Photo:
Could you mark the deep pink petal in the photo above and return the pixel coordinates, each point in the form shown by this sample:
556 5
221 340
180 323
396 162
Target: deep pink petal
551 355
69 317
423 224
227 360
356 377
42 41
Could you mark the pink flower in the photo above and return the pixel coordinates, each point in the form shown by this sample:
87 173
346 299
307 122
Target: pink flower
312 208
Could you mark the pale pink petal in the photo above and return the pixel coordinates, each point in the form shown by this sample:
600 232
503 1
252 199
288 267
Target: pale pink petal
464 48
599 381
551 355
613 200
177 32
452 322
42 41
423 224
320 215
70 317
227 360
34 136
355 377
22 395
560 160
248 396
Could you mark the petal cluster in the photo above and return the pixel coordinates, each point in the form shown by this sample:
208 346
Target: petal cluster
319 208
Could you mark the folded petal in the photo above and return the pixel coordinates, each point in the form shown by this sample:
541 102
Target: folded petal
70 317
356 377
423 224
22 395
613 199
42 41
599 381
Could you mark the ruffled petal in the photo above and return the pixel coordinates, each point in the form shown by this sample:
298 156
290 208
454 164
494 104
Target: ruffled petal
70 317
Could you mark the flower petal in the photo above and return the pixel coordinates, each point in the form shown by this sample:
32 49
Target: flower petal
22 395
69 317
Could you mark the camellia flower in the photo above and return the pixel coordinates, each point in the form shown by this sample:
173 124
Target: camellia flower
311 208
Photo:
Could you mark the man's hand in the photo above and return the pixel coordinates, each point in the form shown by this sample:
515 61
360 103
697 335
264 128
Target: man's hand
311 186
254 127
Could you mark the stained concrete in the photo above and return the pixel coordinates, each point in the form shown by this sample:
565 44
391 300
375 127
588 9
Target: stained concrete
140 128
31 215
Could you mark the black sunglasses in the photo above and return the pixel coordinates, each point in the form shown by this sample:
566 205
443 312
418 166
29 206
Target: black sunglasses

--

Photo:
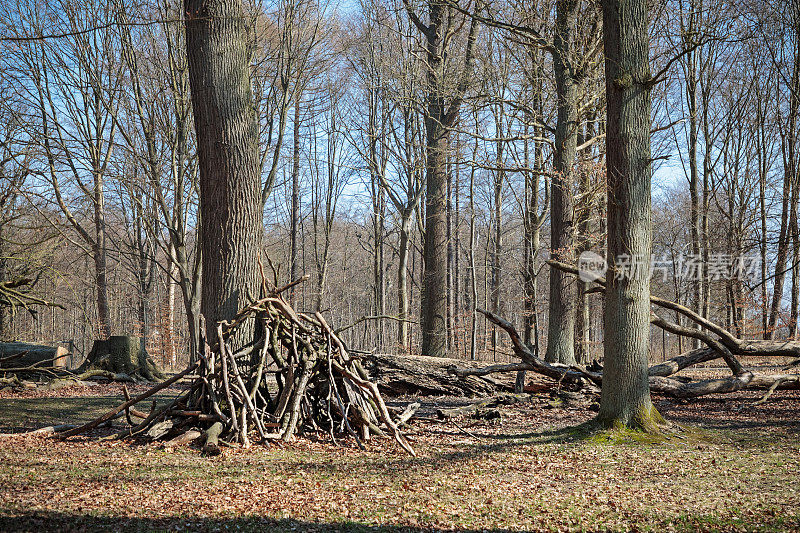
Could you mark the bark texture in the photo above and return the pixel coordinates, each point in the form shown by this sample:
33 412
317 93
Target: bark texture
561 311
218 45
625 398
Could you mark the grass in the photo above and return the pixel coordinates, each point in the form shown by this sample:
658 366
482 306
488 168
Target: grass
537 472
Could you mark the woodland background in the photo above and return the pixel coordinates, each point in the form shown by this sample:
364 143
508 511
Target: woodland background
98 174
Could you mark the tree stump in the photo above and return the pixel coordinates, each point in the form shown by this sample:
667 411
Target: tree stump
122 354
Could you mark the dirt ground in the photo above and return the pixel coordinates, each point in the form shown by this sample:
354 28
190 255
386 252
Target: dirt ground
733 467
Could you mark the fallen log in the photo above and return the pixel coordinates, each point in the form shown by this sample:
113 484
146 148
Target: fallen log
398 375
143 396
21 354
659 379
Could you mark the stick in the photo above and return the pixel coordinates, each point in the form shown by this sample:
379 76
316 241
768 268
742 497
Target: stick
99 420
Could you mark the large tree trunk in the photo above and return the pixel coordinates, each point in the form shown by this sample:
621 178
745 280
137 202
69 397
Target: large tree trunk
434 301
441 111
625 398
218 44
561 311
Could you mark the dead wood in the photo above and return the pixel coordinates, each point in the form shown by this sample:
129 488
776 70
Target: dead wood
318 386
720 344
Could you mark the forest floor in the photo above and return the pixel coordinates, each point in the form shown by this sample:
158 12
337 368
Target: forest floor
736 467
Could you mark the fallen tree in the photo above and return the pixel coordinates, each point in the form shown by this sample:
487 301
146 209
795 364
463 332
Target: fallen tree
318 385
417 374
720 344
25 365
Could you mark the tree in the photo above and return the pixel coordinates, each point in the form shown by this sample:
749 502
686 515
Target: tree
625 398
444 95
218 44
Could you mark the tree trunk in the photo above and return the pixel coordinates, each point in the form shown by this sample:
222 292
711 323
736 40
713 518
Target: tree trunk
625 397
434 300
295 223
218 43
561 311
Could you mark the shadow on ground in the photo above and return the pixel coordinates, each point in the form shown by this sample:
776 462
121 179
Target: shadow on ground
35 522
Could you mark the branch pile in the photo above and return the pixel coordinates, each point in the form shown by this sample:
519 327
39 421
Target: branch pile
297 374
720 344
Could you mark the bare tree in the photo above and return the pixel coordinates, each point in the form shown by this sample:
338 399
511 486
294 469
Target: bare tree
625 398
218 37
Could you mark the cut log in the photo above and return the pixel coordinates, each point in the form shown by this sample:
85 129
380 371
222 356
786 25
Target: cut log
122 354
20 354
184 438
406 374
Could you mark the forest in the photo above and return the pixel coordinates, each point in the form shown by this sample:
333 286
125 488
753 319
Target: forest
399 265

## INSTRUCTIONS FOR THE TASK
Copy each line of the entries in which the string "sunglasses" is found.

## TASK RESULT
Could you mark the black sunglasses in the photo above and return the pixel coordinates, each point in the form shown by this sample:
Target: black sunglasses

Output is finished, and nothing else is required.